Exercise text.

============

Experts to examine Thai Site in Angkor Wat Controversy

Temple to be checked architecturally and archaeologically

PHNOM PENH - The Ministry of Culture is to send experts to examine a construction site at Wat Phu Man Fah in Thailand which has raised suspicions that it is planned as a replica of Angkor Wat.

The complex is being built in Nong Boulay village in Buri Ram province.

Ministry Culture Technical Department director Hab Touch said architectural and archaeology experts will carry out examinations in person, the best way to find out the style of the Thai construction.

"Only experts can be able to check the layout and sculptures of Thailand's construction and know whether it is a copy or not," he said.

On August 4, Culture Minister Phoeurng Sackona met Panyarak Poolthup, Thai Ambassador to Cambodia to discuss the issue.

She asked the Thai side to provide official documents for Cambodia to check whether the construction was not in the style of Angkor Wat, as the Thais say.

Images of the Sihanakorn Temple, as it has been called in Thailand, circulated on social media after they were posted by a Facebook user named Borannachar “Archaeologist” saying the project was “Angkor Wat 2,” leading to outcries from Cambodian netizens.

In July, the ministry announced that it would investigate the plan.

============

Exercise. Copy out the Angkor Wat article, everything from "She asked the" down to "the Thais say.", and substitute "formal records" for "official documents".

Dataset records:
============

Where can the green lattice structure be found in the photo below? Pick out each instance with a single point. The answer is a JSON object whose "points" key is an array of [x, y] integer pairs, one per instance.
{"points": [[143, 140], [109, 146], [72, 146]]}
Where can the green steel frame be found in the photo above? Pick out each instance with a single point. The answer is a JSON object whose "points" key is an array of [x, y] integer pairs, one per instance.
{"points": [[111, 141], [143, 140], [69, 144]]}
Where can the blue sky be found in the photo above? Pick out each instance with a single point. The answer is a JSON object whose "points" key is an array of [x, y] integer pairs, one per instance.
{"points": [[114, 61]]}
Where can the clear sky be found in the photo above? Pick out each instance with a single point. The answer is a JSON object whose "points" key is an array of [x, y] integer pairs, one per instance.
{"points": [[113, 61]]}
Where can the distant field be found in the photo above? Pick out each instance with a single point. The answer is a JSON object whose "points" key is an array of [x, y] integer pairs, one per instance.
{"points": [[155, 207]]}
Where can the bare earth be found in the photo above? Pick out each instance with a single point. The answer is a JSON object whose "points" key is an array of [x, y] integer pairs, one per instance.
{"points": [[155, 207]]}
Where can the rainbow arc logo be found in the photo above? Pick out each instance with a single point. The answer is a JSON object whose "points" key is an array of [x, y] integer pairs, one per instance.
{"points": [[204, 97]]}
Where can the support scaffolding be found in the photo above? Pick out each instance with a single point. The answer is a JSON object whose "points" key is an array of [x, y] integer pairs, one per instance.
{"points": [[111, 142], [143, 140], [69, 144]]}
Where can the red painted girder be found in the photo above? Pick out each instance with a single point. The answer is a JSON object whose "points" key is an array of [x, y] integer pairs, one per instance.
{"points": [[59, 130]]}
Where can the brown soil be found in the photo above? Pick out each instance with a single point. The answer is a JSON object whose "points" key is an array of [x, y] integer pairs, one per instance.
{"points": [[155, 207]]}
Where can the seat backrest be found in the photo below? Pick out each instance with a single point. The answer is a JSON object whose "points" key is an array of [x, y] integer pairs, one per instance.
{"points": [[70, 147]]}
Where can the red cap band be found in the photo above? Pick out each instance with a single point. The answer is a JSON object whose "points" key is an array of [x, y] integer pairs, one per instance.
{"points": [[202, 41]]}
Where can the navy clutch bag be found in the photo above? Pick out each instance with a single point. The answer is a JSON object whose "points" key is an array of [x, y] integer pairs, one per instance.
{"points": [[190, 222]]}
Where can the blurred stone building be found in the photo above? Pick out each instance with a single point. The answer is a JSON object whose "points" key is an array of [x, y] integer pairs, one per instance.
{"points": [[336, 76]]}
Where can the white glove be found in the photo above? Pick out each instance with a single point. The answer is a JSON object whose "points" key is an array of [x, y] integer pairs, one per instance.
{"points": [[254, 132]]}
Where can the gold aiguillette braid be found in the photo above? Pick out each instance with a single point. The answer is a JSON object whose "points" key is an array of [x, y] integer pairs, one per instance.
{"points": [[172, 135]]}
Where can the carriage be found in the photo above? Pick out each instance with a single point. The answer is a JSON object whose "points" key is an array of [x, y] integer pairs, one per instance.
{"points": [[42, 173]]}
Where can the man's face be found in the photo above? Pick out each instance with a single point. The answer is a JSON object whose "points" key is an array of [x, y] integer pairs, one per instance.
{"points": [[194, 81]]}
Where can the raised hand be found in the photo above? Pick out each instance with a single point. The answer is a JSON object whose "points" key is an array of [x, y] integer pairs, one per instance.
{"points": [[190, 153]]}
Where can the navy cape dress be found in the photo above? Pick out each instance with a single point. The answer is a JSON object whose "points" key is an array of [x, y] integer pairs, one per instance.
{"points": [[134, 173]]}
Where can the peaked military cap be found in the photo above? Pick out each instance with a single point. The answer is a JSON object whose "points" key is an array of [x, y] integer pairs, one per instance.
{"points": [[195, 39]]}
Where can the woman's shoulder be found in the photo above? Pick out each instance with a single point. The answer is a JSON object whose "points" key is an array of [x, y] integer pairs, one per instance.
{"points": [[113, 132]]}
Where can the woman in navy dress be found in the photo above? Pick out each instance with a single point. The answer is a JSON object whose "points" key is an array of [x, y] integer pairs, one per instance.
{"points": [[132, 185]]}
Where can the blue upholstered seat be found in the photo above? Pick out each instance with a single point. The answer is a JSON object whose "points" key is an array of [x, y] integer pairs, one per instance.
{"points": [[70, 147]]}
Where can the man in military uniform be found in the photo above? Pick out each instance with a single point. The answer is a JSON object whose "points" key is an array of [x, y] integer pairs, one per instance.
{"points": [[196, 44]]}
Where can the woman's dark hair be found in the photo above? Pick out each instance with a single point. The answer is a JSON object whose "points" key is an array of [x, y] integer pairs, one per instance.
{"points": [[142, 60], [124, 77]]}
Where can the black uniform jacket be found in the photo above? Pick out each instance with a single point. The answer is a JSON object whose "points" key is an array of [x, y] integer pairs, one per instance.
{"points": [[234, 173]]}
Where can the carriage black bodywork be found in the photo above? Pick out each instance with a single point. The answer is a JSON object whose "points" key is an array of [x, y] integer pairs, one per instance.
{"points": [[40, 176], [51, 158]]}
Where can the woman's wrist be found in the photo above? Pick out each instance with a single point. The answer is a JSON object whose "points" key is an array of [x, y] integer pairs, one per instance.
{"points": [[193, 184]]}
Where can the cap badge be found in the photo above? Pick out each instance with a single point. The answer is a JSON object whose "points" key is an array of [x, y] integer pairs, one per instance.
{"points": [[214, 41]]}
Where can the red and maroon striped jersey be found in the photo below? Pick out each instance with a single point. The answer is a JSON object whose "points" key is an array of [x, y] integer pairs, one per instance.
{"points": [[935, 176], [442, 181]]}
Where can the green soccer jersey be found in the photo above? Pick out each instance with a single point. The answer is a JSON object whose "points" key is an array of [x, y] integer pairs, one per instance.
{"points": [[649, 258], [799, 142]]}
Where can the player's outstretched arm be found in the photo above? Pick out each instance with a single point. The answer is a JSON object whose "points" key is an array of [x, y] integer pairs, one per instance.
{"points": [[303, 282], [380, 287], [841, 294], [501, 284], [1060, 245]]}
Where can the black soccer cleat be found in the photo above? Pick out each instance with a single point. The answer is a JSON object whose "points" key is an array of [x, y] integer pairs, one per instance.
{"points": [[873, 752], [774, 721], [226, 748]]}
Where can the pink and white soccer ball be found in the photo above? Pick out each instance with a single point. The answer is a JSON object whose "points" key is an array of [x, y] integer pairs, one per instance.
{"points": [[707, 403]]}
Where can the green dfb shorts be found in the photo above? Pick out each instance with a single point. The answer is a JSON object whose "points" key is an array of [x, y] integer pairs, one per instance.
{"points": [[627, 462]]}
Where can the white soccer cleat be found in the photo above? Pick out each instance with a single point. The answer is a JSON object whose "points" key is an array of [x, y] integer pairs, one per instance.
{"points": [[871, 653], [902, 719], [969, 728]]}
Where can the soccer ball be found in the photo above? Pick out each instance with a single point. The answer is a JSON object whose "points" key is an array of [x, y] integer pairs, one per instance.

============

Response.
She asked the Thai side to provide formal records for Cambodia to check whether the construction was not in the style of Angkor Wat, as the Thais say.